INSTRUCTIONS FOR THE TASK:
Reproduce the lines below, starting at the line containing "POST /locate" and continuing through the end of the items, both ends included. Omit the pictures from your answer.

--- Start AVAILABLE RECORDS ---

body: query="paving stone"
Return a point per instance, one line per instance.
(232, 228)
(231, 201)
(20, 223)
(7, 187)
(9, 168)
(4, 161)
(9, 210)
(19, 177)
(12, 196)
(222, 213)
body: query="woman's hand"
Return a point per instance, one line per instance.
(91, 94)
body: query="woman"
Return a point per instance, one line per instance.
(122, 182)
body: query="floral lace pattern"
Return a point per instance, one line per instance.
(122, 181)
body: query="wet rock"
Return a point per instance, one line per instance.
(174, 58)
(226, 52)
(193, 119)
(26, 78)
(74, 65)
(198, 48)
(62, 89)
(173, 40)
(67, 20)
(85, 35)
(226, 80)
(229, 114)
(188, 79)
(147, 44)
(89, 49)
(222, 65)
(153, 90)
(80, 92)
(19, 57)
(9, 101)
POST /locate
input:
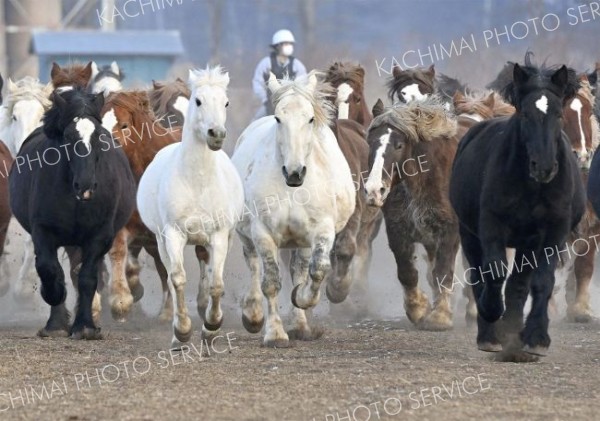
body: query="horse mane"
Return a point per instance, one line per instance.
(75, 103)
(402, 77)
(323, 108)
(214, 76)
(340, 72)
(541, 75)
(75, 74)
(27, 88)
(162, 93)
(420, 120)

--- End AVAILABLE RECORDS ---

ANSWER TO THE PROBLEM:
POST /locate
input:
body: query="horse mane"
Return a point per instance, one line per instance.
(75, 103)
(402, 77)
(323, 108)
(214, 76)
(340, 72)
(541, 75)
(75, 74)
(27, 88)
(162, 93)
(420, 120)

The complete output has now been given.